*Stated task*
Rewrite the records below as a JSON list of strings, one string per line, omitting blank lines and covering every record.

*** Records provided

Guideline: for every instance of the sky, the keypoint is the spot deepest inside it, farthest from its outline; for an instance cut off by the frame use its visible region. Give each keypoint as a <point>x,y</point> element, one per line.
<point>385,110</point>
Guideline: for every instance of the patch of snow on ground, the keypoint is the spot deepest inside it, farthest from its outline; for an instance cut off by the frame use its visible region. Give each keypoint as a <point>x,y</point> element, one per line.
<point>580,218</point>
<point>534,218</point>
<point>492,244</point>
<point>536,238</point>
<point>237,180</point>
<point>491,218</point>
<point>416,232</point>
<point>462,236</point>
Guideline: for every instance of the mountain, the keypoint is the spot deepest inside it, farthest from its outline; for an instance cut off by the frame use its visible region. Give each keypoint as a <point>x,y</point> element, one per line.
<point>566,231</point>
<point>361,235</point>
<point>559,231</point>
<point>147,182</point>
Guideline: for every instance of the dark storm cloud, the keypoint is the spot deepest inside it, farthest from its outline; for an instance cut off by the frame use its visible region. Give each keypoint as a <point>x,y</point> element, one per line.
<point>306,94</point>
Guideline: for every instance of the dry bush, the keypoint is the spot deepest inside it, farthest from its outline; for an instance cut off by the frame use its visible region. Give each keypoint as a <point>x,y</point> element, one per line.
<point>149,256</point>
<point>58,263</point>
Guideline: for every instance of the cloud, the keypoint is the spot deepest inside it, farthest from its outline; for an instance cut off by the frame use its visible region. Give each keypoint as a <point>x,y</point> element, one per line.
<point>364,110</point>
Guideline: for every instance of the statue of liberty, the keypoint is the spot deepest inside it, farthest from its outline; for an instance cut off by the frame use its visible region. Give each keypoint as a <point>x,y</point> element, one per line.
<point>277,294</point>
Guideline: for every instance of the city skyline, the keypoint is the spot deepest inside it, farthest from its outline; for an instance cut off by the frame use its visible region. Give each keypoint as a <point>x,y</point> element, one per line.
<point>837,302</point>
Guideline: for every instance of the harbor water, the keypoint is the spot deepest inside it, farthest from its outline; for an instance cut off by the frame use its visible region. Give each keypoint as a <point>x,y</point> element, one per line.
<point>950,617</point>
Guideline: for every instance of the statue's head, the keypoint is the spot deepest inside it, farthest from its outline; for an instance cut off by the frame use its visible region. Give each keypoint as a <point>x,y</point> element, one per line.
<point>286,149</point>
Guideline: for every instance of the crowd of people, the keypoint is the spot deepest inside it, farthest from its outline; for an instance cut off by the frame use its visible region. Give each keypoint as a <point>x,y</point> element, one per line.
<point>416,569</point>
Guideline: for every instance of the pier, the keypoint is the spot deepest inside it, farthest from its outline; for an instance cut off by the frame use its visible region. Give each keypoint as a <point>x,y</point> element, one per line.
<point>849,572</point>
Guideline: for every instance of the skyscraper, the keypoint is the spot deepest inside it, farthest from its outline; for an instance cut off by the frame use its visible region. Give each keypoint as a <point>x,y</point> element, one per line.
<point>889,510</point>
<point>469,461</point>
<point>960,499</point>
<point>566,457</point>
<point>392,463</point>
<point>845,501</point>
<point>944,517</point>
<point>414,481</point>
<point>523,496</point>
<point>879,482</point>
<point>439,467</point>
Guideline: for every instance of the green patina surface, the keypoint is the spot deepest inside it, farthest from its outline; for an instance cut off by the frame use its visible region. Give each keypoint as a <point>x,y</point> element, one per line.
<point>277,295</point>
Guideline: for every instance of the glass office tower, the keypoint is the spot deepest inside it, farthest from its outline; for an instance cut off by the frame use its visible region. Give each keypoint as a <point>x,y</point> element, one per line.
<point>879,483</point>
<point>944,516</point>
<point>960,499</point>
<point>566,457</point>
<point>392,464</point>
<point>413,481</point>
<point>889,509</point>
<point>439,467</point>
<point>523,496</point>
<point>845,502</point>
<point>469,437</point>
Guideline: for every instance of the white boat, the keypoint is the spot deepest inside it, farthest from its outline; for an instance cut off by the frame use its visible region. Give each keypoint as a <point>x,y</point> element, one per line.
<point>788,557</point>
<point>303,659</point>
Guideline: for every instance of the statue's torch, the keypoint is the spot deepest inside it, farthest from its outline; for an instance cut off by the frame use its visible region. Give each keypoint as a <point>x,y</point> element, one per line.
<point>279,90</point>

******

*Solution for this task*
[
  "Guideline: for every instance of the sky, the keypoint is the spot deepest inside it, farthest from its outline; for an instance cut off by the frame use its visible region. Give each keypoint as a <point>x,y</point> element, one per line.",
  "<point>385,110</point>",
  "Guideline: for every instance of the patch of snow on ground, the keypoint is the spot deepest inside it, farthest from its outline; for an instance cut off by the frame use its visible region. Give each keypoint as a <point>x,y</point> element, one per line.",
  "<point>580,218</point>",
  "<point>534,218</point>",
  "<point>492,244</point>",
  "<point>536,238</point>",
  "<point>237,180</point>",
  "<point>491,218</point>",
  "<point>416,232</point>",
  "<point>462,236</point>",
  "Guideline: for every instance of the mountain, the keypoint is the spot deepest inside it, farthest from its outline; for an instance cut off by the frame use its visible region. Give each keypoint as a <point>x,y</point> element, one per line.",
  "<point>566,231</point>",
  "<point>361,235</point>",
  "<point>559,231</point>",
  "<point>147,182</point>",
  "Guideline: for every instance of the dark storm cloud, the keypoint is the spot deepest inside it, farthest from its outline; for an instance cut off by the frame use its visible region. Give each keypoint as a <point>x,y</point> element, one per line.",
  "<point>306,94</point>",
  "Guideline: for every instance of the dry bush, the keypoint is the spot deepest inside it, farthest from its outline; for an instance cut off by the frame use its visible region. Give each keypoint as a <point>x,y</point> element, one per line.",
  "<point>149,256</point>",
  "<point>58,263</point>",
  "Guideline: for every instance of the cloud, the keypoint is the spot deepest inside it, farthest from its outline; for an instance cut off by the frame use its visible region. Give each keypoint as a <point>x,y</point> element, one per line.",
  "<point>364,110</point>",
  "Guideline: for every instance of the statue of liberty, the keypoint is the spot deepest inside it, farthest from its outline; for an instance cut off by the frame use its visible region. Give each keypoint as a <point>x,y</point> element, one per line.",
  "<point>277,294</point>",
  "Guideline: for every instance of the city skyline, the keypoint is the spot deepest inside it, farthest from its outline; for an instance cut off by the frame use its visible region. Give each keypoint as a <point>x,y</point> element, one per line.",
  "<point>837,302</point>",
  "Guideline: for every instance of the harbor water, the keypoint is the spot deepest inside it, farthest from its outline; for an instance cut off by the frame use its visible region. Give each keypoint as a <point>x,y</point> element, one per line.",
  "<point>950,617</point>",
  "Guideline: for every instance of the statue's head, the keypoint is the spot deepest inside it, farthest from its outline; for an instance cut off by the frame use its visible region. Give each keypoint as a <point>x,y</point> element, one per line.",
  "<point>286,149</point>",
  "Guideline: for every instance of the crowd of people, the keypoint is the spot deepest inside it, farthest from its outline; for an instance cut off by the frame use its visible region. Give each keypoint as a <point>x,y</point> element, one per line.",
  "<point>416,569</point>",
  "Guideline: for every instance of the pier, the keypoint is the spot deepest inside it, farthest from its outline; for an instance cut off by the frame use its visible region. Give each keypoint as a <point>x,y</point> element, one per line.",
  "<point>849,572</point>",
  "Guideline: for every instance of the skyscraper, the keypoint is the spot deepest inside it, farthest from its outline; for an instance cut off by the frame use its visible region. Give each keypoint as a <point>x,y</point> element, one per line.",
  "<point>889,510</point>",
  "<point>469,461</point>",
  "<point>960,499</point>",
  "<point>566,457</point>",
  "<point>392,463</point>",
  "<point>845,501</point>",
  "<point>944,517</point>",
  "<point>414,481</point>",
  "<point>523,496</point>",
  "<point>879,482</point>",
  "<point>439,467</point>",
  "Guideline: for every instance of the green patina surface, the keypoint is the spot deepest inside it, farthest from its outline; for an instance cut off by the frame use its visible region. Give each keypoint as a <point>x,y</point> element, one per line.",
  "<point>277,295</point>",
  "Guideline: for every instance of the glass office tower, the keypoint is the spot deepest inside it, farthest from its outline; for an instance cut off by the frame use its visible region. Give each keypoint as a <point>x,y</point> element, one per line.",
  "<point>879,483</point>",
  "<point>944,516</point>",
  "<point>960,499</point>",
  "<point>566,457</point>",
  "<point>392,464</point>",
  "<point>413,481</point>",
  "<point>889,509</point>",
  "<point>439,467</point>",
  "<point>523,496</point>",
  "<point>845,502</point>",
  "<point>469,437</point>",
  "Guideline: for every instance of the white boat, the keypoint is the spot deepest inside it, farthest from its outline; for an instance cut off by the frame use its visible region. Give each keypoint as a <point>x,y</point> element, one per line.",
  "<point>788,557</point>",
  "<point>303,659</point>",
  "Guideline: for every instance of the statue's torch, the keypoint is the spot deepest inside it, farthest from its outline; for an instance cut off by the frame use its visible region. Give each keypoint as a <point>x,y</point> element, one per line.",
  "<point>279,90</point>"
]